(Stored data)
+++

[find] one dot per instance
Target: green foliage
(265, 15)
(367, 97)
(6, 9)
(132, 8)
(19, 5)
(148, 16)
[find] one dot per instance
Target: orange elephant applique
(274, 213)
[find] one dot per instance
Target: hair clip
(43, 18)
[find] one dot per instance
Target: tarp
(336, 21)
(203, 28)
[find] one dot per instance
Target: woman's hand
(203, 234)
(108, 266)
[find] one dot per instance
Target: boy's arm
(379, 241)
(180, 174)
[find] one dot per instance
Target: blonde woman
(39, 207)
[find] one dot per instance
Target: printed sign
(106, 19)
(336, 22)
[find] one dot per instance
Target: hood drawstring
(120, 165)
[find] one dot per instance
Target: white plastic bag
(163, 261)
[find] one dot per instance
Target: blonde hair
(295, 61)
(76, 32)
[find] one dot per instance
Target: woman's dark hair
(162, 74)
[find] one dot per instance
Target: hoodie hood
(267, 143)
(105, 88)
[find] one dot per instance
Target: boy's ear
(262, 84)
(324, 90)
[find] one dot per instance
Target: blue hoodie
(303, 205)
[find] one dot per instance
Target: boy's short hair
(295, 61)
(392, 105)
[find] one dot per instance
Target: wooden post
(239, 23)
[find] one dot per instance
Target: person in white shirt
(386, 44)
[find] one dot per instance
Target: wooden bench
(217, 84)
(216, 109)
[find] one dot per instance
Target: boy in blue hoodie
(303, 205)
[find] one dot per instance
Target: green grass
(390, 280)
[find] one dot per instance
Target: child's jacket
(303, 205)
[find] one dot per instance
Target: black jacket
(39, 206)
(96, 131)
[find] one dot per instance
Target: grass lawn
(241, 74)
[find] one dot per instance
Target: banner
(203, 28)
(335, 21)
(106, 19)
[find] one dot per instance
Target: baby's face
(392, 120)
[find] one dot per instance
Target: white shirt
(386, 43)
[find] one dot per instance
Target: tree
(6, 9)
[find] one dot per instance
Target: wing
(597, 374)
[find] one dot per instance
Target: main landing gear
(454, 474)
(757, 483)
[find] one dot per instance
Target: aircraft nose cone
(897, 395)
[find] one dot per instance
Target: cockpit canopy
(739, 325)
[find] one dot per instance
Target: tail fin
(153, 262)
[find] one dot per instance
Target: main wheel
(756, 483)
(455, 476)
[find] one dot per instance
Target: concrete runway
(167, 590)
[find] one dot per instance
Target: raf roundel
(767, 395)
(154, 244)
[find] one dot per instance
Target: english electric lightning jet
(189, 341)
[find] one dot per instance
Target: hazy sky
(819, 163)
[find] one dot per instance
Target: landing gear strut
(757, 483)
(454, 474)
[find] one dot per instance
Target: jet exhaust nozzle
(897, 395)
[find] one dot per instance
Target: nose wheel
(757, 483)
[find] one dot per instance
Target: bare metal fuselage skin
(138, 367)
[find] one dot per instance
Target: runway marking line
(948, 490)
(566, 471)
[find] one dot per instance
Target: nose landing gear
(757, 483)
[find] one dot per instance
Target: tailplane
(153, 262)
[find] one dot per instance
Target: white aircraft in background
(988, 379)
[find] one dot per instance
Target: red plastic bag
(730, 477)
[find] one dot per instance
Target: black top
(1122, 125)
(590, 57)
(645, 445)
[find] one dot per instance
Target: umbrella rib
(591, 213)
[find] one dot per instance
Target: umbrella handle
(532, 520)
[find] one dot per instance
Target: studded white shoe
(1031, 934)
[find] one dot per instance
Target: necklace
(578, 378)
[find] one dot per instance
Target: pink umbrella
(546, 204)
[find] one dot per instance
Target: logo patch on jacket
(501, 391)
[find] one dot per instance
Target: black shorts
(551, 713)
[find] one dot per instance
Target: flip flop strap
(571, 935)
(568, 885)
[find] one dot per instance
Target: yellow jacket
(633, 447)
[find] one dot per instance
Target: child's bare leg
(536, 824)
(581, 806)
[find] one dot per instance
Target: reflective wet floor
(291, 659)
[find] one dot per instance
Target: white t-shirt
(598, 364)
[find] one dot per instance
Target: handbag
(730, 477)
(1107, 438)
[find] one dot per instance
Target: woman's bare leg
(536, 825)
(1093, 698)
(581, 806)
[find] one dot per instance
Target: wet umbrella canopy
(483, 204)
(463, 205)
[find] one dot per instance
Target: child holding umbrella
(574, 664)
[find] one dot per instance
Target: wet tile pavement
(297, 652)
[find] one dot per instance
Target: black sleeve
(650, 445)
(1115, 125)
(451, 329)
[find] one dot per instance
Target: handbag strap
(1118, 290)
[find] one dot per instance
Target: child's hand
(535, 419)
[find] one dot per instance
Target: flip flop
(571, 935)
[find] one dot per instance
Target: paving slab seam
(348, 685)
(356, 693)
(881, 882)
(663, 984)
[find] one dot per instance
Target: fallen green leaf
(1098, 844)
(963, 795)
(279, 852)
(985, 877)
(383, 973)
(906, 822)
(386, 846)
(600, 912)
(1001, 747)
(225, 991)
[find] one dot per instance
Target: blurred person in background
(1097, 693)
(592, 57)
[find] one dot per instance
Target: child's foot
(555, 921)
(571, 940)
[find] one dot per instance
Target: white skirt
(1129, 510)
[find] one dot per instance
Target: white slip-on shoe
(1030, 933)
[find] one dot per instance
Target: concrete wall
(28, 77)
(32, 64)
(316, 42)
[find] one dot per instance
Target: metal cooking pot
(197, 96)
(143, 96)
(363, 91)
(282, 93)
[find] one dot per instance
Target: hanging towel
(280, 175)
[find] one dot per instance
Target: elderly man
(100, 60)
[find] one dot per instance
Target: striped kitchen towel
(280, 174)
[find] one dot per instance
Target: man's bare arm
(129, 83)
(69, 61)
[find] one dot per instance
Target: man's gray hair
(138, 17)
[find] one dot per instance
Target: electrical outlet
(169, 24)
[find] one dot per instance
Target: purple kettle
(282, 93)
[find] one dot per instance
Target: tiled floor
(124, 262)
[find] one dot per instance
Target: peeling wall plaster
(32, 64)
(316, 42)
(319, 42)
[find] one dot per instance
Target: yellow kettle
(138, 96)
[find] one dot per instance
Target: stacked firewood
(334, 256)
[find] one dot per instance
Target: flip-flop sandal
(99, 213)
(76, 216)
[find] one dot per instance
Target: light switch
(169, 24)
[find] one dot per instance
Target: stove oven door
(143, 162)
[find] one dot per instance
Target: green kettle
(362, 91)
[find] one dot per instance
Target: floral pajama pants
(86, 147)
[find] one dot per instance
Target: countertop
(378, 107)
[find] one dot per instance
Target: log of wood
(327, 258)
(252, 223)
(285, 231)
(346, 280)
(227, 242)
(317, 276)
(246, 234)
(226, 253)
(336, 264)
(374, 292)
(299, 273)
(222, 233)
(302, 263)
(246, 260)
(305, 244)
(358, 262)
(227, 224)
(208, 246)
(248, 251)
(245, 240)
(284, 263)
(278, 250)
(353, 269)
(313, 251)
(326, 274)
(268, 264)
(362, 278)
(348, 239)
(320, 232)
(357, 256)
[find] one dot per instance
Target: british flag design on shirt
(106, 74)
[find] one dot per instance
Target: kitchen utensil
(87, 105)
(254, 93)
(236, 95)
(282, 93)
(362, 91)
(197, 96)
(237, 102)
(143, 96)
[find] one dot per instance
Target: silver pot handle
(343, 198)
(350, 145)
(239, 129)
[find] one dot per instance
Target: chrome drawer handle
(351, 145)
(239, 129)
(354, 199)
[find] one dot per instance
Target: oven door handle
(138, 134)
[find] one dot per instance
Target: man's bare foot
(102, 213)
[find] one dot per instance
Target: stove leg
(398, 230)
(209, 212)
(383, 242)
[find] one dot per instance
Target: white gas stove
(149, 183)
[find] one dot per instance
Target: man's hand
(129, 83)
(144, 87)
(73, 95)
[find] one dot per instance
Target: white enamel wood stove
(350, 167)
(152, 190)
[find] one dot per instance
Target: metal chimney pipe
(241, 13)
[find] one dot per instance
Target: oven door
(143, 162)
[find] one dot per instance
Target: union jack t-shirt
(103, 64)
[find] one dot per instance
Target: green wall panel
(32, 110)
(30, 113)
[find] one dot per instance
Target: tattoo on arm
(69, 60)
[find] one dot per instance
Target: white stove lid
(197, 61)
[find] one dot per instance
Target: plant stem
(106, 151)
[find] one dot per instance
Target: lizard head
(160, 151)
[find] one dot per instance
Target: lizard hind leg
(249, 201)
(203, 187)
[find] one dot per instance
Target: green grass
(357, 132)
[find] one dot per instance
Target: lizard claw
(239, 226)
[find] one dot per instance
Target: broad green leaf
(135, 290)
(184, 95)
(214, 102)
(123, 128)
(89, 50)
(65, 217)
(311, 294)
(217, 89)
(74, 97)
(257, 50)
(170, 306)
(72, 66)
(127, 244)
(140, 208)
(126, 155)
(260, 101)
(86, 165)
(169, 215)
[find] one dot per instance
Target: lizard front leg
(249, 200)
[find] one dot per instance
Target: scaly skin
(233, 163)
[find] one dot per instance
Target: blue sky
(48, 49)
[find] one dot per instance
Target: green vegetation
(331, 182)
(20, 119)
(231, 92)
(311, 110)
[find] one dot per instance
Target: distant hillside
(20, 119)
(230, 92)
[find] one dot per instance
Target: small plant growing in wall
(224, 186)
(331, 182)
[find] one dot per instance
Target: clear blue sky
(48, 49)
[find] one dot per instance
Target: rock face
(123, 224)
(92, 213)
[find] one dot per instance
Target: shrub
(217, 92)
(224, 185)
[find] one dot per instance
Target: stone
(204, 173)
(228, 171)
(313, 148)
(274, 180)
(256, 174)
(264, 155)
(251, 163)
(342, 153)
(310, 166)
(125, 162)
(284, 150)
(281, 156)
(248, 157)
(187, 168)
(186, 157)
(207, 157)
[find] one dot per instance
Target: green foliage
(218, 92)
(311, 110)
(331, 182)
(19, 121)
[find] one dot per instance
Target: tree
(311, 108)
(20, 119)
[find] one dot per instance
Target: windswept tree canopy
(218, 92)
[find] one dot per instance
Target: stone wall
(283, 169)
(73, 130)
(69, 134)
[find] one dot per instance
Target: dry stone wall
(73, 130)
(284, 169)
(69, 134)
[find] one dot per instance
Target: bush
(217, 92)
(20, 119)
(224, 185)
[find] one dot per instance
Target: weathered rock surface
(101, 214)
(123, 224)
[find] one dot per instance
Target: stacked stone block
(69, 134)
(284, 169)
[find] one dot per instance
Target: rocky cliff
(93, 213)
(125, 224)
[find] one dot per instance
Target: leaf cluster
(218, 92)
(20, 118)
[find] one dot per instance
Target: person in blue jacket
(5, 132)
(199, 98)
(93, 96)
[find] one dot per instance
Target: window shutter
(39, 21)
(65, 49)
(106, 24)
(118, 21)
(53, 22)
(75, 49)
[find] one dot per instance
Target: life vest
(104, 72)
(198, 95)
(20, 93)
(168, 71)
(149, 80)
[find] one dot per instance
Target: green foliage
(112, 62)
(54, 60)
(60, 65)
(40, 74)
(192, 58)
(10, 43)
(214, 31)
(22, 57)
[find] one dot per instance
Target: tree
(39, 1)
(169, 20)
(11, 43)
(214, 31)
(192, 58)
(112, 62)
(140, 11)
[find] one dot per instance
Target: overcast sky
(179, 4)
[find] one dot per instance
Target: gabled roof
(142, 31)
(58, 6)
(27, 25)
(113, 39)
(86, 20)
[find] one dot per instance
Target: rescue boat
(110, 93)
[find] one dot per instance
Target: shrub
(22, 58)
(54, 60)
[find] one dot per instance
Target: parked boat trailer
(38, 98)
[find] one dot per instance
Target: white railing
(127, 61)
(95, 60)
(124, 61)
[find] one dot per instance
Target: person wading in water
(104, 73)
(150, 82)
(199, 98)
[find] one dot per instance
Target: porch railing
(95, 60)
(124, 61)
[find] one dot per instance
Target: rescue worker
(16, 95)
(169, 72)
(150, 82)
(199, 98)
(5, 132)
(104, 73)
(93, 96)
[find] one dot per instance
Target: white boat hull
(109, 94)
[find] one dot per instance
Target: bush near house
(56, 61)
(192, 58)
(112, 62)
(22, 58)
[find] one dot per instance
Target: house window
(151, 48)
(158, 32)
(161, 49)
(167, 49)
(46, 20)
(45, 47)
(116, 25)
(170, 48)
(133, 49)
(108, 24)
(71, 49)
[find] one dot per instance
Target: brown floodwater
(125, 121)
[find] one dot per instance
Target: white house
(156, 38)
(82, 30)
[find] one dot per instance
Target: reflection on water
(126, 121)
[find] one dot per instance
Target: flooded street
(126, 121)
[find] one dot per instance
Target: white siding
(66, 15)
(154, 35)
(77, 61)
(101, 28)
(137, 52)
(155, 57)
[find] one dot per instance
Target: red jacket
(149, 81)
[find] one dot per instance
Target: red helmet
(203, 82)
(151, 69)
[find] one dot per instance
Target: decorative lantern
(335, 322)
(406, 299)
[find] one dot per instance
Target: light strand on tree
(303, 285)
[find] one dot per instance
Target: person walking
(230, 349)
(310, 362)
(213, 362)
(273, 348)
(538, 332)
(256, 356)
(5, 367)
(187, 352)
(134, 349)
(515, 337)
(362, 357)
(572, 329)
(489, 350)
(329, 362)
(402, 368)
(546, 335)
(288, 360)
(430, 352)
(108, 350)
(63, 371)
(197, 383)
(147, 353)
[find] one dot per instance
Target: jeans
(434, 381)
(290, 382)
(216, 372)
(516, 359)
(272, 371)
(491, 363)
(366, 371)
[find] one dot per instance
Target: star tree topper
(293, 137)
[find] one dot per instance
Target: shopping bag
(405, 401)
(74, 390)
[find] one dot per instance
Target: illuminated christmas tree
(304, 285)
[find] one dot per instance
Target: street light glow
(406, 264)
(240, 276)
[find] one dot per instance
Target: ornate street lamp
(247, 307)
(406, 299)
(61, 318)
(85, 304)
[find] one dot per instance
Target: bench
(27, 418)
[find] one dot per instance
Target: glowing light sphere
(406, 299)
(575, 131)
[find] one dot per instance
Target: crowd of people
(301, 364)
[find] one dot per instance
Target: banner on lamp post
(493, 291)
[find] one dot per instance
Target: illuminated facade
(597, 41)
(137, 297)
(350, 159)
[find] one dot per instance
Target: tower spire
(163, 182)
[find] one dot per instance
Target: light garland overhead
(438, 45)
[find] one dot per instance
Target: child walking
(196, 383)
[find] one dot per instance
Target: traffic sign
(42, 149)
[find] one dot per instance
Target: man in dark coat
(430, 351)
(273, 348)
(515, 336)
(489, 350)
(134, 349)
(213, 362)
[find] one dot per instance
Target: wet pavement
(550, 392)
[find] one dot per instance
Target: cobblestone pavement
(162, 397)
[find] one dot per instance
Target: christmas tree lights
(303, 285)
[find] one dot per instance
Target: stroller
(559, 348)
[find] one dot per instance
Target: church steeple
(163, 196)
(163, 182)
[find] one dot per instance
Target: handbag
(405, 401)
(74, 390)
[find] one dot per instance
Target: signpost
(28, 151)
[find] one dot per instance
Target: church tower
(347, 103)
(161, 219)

+++

= INSTRUCTIONS TO FOLLOW =
Count the lines in the records that contain the string "black" and reply with that number alone.

= CORRECT ANSWER =
4